Pick out each line of the records below that contains the string "dark", and copy those lines.

--- Start of DATA RECORDS ---

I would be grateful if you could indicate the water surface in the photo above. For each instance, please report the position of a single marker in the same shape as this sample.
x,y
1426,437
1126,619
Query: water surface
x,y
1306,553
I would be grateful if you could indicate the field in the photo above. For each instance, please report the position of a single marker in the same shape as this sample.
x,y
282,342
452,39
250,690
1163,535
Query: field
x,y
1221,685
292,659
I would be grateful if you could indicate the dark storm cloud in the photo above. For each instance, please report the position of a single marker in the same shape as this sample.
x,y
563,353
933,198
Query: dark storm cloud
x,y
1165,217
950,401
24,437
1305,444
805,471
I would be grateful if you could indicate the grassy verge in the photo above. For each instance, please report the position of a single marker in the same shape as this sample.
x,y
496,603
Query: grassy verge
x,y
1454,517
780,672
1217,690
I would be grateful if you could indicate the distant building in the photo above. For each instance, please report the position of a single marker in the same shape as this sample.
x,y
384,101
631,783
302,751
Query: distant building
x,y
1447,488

--- End of DATA RECORDS ---
--- Start of DATA RECORDS ---

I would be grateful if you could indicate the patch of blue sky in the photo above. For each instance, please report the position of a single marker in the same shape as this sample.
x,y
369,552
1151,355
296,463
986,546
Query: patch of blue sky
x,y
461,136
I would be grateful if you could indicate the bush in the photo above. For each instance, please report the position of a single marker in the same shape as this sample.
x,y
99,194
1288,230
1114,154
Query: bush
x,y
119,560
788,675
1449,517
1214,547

--- End of DATA RECORDS ---

▸ EXERCISE ANSWER
I would be grateful if you could indicate the dark storm cloud in the photo above. For each instance, please report the position of a single marker in the same shape as this sample.
Query: dark storm cloud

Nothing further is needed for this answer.